== REQUIREMENTS ==
Can you reproduce the records word for word, from their first line up to and including the line that contains "column 563, row 650"?

== STORED DATA ==
[start]

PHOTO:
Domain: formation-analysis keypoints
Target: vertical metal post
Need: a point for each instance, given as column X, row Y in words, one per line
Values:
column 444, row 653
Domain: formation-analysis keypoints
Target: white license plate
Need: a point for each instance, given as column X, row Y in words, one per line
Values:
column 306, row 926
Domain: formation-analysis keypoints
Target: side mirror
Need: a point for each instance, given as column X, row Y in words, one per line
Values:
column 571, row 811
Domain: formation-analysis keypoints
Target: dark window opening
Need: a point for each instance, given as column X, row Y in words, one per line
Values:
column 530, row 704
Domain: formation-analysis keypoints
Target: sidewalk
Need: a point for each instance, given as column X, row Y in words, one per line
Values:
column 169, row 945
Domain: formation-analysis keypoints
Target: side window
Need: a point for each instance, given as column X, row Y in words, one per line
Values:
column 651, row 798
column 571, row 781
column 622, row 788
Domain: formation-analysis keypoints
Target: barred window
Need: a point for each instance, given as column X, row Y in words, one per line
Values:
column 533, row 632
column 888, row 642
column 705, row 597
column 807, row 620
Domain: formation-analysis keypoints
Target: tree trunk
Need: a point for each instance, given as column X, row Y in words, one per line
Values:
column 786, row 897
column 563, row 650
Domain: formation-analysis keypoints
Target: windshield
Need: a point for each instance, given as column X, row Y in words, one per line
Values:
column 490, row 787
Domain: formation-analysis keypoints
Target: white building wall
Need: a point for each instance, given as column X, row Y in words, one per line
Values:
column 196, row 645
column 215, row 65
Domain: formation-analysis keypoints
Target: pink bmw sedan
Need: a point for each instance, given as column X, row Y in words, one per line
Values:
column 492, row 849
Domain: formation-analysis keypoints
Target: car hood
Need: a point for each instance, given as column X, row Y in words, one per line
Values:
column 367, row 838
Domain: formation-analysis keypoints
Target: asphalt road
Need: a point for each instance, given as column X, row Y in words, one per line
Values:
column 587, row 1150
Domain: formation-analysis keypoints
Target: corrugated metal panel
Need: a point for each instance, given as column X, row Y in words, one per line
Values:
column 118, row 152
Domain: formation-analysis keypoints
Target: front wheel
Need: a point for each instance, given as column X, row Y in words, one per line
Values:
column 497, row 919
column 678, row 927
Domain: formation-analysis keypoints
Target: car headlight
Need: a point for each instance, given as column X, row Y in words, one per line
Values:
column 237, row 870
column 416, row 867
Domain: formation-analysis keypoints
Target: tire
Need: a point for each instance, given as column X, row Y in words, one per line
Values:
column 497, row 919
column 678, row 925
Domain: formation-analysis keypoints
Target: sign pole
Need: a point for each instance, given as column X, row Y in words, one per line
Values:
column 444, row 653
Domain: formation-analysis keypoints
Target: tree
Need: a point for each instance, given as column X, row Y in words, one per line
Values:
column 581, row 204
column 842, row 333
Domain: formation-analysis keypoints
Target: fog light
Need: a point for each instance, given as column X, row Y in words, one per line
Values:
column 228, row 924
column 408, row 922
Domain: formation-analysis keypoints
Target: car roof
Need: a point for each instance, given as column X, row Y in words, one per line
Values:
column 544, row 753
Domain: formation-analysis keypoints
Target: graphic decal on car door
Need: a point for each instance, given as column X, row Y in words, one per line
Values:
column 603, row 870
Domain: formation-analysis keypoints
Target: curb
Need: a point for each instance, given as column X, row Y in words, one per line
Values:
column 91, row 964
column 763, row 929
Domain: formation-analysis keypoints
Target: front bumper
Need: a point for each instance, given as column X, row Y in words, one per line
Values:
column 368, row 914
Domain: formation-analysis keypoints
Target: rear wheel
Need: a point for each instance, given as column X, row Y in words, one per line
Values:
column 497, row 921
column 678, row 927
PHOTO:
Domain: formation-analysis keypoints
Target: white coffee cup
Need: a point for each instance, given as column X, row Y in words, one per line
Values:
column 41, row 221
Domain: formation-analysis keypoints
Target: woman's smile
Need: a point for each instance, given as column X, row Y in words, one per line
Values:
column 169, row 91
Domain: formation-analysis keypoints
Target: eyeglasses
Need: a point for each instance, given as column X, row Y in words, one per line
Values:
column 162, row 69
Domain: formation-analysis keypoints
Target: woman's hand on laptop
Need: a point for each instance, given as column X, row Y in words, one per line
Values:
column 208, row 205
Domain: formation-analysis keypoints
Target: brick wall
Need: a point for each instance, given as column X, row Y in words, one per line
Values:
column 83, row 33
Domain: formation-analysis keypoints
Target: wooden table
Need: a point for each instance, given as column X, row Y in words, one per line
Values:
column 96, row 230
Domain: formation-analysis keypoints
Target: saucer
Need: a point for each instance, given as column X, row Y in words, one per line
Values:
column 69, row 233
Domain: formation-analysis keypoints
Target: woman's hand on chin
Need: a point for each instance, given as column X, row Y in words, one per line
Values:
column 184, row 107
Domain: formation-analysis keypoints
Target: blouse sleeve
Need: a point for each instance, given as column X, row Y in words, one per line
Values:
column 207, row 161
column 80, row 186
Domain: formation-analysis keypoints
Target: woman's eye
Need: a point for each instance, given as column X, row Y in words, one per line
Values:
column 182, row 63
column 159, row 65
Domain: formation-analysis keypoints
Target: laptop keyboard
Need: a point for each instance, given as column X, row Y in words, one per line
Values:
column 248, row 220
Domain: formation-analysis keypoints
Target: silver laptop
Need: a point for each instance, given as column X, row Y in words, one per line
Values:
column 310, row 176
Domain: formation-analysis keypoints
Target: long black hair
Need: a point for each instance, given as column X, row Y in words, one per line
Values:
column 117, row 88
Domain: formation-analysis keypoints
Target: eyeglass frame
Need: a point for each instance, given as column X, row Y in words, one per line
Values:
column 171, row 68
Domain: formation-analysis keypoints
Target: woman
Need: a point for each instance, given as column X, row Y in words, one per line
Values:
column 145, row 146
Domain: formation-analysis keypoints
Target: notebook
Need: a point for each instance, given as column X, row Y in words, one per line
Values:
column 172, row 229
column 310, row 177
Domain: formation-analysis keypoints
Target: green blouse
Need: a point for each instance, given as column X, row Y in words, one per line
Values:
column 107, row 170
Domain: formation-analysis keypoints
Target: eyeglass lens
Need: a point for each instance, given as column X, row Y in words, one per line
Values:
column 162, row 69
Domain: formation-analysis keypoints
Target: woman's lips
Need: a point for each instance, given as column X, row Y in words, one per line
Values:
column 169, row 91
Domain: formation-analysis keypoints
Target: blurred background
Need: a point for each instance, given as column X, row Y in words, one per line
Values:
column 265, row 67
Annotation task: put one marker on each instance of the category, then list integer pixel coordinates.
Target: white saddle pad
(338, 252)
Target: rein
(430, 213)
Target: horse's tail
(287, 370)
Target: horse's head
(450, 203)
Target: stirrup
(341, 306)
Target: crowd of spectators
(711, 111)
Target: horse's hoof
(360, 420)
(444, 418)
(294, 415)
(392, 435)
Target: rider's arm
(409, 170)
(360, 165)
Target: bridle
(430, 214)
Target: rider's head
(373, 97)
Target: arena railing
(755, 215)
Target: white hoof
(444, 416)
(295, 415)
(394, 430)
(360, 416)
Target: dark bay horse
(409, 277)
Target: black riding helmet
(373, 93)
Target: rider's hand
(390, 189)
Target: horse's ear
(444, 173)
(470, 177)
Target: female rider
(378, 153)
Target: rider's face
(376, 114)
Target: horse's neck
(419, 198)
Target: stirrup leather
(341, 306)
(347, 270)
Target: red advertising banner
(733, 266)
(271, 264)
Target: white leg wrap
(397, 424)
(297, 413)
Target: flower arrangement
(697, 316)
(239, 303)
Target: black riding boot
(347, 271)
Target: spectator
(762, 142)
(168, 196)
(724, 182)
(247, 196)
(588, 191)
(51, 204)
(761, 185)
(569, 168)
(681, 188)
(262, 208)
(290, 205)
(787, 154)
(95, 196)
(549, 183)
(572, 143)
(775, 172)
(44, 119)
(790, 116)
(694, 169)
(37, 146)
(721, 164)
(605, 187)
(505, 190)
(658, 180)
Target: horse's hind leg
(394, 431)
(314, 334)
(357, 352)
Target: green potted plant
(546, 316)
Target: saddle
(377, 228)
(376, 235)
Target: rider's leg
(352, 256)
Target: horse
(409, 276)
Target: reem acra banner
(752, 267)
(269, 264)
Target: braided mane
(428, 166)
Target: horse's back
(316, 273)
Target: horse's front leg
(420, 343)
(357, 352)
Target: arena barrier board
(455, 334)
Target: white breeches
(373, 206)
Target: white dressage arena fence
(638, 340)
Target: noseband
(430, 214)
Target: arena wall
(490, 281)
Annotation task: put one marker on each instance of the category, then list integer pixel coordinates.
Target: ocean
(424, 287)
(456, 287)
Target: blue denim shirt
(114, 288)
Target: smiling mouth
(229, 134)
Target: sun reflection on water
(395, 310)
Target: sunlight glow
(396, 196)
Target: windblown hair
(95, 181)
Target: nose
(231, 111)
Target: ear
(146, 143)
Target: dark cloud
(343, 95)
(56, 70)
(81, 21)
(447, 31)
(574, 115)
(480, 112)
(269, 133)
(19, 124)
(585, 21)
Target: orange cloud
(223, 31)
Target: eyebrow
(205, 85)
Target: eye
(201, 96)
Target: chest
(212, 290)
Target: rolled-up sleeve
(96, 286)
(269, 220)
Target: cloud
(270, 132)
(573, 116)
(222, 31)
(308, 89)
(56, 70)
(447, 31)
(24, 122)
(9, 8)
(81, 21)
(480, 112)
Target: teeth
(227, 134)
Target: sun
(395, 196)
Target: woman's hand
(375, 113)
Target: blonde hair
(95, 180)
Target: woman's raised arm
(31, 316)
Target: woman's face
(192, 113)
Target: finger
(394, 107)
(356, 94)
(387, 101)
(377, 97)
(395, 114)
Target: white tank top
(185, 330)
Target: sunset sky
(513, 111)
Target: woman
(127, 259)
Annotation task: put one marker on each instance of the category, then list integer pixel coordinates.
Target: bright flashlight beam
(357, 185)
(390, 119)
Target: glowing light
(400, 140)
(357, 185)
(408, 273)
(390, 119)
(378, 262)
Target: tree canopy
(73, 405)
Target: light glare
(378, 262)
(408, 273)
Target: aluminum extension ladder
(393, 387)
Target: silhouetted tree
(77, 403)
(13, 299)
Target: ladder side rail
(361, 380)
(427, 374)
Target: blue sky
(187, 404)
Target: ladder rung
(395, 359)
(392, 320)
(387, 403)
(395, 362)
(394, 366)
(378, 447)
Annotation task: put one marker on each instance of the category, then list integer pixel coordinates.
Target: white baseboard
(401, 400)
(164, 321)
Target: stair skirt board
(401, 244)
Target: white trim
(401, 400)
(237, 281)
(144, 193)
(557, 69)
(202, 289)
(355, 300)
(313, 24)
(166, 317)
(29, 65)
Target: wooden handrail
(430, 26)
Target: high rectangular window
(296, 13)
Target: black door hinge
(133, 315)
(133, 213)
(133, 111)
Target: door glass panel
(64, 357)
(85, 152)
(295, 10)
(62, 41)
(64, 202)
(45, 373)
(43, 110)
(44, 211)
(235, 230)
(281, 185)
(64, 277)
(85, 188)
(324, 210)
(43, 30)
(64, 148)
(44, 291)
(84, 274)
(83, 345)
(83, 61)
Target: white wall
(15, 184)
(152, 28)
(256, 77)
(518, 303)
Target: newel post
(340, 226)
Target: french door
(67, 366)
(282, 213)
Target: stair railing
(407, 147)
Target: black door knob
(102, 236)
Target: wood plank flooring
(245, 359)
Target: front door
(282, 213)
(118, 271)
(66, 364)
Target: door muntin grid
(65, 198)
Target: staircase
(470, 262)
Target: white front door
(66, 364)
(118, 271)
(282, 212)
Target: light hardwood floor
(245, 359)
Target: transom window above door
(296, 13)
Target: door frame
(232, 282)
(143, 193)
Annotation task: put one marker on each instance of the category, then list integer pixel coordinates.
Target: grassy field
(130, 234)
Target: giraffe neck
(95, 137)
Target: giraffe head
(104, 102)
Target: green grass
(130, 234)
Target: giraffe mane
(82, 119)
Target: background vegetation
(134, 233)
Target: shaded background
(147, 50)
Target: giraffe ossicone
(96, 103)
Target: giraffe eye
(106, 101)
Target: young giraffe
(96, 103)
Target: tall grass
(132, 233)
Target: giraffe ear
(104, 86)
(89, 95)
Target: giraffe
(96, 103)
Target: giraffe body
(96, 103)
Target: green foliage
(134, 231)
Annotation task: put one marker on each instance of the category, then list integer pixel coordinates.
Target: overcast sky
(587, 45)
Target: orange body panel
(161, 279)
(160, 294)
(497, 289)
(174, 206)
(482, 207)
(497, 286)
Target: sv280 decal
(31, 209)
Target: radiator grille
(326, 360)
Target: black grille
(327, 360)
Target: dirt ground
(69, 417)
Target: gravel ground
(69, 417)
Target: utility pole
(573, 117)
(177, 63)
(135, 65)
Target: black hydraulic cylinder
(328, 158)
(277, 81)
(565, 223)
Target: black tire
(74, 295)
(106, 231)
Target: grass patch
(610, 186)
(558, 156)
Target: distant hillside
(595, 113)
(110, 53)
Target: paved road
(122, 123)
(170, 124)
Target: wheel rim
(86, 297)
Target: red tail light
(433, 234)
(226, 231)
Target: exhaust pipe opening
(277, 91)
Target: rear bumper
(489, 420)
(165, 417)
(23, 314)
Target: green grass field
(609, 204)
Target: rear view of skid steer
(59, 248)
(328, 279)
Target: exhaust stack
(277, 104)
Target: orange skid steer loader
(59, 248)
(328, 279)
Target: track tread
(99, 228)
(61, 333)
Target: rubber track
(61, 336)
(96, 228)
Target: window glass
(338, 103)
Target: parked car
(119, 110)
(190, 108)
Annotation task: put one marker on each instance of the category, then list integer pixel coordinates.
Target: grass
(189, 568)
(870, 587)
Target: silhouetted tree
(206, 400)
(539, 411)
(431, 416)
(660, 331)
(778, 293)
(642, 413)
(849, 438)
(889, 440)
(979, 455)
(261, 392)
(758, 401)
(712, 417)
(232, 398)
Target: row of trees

[end]

== REPLY ==
PHOTO:
Domain: formation-analysis keypoints
Target: vertical metal post
Need: a point for each instance, given as column X, row Y in words, one per line
Values:
column 444, row 653
Domain: formation-analysis keypoints
Target: white license plate
Need: a point for each instance, given as column X, row Y in words, one per line
Values:
column 306, row 926
Domain: formation-analysis keypoints
Target: side mirror
Need: a point for each instance, given as column X, row Y in words, one per line
Values:
column 571, row 811
Domain: formation-analysis keypoints
Target: dark window opening
Need: a point for each instance, given as column X, row Y in words, one per line
Values:
column 530, row 704
Domain: formation-analysis keypoints
Target: sidewalk
Need: a point for each instance, given as column X, row Y in words, one per line
Values:
column 169, row 945
Domain: formation-analysis keypoints
Target: side window
Need: a point for each instance, given as column X, row Y in words, one per line
Values:
column 651, row 798
column 571, row 781
column 622, row 788
Domain: formation-analysis keypoints
Target: barred window
Need: a point for each instance, given as column X, row Y in words, one per line
Values:
column 533, row 632
column 888, row 642
column 705, row 597
column 807, row 620
Domain: formation-analysis keypoints
Target: tree trunk
Need: a point for each instance, given as column X, row Y in words, one per line
Values:
column 786, row 897
column 563, row 650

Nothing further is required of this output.